## BRIEF
Tally how many lines in the entries below contain the word "table". Reply with the number alone.

## DATASET CONTENT
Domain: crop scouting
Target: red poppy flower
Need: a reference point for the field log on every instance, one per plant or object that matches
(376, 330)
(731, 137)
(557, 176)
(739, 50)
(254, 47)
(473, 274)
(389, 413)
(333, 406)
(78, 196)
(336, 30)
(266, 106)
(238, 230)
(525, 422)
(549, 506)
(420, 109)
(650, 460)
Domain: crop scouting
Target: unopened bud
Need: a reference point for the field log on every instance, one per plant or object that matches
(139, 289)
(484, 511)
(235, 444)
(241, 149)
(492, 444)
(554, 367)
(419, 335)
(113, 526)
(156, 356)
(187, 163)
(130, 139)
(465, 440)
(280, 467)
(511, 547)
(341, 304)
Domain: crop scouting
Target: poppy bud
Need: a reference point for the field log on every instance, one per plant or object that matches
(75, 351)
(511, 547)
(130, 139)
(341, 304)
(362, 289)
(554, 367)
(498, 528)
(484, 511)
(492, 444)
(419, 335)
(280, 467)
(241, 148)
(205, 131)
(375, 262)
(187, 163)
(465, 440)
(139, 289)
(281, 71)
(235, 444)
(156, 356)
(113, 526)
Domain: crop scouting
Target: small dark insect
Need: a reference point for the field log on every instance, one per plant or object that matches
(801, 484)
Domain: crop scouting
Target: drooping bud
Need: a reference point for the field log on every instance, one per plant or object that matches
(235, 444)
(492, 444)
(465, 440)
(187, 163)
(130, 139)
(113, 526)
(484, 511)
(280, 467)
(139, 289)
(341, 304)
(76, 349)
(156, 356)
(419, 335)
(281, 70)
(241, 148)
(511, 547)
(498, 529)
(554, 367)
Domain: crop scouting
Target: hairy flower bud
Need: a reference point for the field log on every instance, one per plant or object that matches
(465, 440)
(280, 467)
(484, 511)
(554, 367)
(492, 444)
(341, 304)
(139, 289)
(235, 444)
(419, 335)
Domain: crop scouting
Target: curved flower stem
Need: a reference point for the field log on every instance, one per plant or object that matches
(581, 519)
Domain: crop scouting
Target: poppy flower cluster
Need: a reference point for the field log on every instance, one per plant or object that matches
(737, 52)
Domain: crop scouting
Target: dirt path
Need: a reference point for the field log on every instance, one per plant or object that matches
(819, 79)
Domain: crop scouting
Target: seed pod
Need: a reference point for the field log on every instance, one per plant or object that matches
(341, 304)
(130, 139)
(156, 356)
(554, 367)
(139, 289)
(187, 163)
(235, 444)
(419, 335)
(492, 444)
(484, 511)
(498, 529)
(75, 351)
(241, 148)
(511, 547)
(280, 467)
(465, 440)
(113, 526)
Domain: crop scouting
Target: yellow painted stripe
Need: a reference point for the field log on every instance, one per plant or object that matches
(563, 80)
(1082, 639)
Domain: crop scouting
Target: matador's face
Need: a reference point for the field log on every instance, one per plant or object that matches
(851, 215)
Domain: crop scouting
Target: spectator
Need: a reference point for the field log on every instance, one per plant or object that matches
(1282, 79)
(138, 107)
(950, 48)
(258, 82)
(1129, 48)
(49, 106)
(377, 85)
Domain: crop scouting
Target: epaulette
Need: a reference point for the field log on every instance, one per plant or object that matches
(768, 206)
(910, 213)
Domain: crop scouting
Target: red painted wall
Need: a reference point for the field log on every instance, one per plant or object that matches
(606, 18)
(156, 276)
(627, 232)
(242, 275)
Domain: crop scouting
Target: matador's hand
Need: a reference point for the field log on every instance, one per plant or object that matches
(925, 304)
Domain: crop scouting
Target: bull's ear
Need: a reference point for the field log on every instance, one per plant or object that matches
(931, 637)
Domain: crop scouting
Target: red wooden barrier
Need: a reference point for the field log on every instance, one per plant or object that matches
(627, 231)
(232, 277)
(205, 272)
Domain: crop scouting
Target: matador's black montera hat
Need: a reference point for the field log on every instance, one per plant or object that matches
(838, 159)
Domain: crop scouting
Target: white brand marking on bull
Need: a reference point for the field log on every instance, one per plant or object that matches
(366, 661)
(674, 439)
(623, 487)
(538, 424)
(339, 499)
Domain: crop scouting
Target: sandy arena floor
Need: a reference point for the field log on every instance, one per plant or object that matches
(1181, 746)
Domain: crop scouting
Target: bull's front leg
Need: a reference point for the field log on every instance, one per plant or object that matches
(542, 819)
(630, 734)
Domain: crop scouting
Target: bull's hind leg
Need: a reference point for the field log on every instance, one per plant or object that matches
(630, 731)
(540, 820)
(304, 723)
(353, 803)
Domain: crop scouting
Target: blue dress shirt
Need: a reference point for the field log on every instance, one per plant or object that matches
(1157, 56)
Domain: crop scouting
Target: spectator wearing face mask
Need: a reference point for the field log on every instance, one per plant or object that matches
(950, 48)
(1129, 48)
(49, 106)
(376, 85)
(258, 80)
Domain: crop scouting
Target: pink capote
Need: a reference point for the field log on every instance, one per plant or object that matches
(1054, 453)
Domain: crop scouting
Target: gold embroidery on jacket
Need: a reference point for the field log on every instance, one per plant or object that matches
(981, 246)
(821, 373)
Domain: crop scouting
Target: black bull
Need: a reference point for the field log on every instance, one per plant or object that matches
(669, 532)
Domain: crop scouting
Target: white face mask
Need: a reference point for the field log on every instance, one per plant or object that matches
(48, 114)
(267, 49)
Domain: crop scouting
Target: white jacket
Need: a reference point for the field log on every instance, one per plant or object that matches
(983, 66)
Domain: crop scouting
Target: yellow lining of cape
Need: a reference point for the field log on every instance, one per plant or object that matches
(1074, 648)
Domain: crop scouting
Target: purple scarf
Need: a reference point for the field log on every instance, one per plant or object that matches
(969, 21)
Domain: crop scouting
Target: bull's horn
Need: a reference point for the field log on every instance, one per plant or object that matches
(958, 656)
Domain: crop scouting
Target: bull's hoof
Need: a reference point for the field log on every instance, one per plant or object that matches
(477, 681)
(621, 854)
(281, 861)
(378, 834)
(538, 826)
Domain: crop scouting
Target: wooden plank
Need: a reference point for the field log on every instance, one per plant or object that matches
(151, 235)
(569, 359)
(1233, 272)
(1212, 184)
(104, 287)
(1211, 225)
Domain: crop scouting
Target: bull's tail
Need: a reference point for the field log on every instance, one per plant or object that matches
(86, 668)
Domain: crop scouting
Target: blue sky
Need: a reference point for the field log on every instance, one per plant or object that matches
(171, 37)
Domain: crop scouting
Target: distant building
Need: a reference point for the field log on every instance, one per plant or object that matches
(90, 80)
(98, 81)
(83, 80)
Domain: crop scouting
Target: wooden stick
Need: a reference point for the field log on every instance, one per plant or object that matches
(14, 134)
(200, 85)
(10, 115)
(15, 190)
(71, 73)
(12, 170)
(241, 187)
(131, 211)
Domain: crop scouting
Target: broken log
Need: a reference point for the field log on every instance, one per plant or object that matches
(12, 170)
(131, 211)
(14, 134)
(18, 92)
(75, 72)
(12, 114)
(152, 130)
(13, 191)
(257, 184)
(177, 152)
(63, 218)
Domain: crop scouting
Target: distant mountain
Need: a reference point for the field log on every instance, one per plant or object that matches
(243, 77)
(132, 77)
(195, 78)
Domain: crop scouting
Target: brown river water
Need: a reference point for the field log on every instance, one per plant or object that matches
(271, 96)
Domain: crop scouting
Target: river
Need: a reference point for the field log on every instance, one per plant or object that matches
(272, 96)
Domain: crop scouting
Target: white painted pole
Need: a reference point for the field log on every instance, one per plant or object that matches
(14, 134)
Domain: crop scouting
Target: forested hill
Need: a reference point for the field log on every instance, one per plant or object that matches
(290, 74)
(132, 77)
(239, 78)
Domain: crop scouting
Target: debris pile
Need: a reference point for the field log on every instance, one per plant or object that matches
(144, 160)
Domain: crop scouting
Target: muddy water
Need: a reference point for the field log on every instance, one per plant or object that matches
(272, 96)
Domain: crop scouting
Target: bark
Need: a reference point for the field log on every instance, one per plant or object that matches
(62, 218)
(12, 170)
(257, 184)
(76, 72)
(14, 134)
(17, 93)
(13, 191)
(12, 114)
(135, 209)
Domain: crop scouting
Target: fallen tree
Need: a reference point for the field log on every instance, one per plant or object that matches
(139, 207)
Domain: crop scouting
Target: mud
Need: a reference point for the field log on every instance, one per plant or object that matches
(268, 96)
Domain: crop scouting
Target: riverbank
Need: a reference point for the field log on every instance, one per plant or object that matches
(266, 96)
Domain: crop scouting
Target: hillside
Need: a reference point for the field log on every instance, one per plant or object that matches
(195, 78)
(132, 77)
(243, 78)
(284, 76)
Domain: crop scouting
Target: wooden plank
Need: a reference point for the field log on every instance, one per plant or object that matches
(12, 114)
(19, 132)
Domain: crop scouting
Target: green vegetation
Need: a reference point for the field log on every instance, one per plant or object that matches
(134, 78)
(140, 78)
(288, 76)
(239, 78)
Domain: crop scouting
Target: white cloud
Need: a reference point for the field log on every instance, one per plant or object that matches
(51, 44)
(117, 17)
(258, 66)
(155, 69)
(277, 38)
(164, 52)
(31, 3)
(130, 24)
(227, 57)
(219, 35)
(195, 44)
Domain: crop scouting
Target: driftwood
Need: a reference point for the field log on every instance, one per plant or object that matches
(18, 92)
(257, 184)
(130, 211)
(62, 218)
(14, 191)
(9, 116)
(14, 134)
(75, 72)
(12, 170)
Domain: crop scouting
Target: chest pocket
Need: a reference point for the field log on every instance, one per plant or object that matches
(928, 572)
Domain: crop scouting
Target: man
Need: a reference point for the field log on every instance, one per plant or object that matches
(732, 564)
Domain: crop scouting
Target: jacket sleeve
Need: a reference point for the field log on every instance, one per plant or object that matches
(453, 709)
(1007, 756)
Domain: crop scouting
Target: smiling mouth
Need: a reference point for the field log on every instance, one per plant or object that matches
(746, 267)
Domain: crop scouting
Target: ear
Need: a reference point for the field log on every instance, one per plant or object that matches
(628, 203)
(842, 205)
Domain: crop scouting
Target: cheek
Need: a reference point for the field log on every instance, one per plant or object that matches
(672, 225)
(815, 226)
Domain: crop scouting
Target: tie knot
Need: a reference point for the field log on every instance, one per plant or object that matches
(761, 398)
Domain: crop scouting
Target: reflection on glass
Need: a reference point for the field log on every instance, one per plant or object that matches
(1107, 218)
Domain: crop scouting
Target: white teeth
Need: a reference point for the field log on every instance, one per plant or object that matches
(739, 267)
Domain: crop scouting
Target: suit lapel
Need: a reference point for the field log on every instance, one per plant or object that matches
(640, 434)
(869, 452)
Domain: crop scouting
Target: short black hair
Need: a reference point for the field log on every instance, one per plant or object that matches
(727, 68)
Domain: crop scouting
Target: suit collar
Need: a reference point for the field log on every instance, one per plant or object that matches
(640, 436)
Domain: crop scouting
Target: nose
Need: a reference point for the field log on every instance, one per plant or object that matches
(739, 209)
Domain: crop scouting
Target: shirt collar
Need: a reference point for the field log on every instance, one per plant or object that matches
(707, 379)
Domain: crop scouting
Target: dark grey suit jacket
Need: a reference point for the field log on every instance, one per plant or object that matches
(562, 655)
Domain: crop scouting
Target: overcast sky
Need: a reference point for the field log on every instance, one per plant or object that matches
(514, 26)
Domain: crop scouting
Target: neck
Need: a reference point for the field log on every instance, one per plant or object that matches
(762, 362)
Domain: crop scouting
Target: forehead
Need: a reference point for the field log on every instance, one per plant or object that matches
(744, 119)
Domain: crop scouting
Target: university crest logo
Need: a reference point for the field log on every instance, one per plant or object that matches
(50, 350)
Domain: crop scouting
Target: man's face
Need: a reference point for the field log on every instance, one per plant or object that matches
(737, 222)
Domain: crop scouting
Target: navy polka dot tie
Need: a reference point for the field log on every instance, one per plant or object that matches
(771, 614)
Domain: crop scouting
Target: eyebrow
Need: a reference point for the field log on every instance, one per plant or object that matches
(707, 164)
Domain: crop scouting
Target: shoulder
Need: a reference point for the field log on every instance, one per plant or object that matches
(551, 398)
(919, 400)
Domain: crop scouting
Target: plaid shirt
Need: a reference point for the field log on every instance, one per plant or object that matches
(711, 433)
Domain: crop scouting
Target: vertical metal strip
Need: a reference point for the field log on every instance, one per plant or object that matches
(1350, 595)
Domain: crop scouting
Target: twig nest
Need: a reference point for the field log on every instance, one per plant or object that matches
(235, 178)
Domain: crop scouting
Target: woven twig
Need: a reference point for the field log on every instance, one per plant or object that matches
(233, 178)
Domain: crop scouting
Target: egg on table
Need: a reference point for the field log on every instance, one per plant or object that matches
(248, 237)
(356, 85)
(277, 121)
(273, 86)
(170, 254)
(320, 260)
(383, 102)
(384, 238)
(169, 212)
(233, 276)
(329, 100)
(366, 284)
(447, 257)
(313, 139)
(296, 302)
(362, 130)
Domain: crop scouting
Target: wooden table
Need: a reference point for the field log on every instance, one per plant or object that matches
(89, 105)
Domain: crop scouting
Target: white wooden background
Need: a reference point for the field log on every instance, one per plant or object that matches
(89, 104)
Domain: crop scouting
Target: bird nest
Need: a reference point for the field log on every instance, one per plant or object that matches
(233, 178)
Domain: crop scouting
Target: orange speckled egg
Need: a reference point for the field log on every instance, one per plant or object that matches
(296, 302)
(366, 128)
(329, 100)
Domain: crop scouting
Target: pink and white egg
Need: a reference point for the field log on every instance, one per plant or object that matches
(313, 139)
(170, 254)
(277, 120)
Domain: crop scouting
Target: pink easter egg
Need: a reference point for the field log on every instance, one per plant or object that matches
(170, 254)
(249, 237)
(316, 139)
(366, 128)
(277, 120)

## FINISHED EXERCISE
2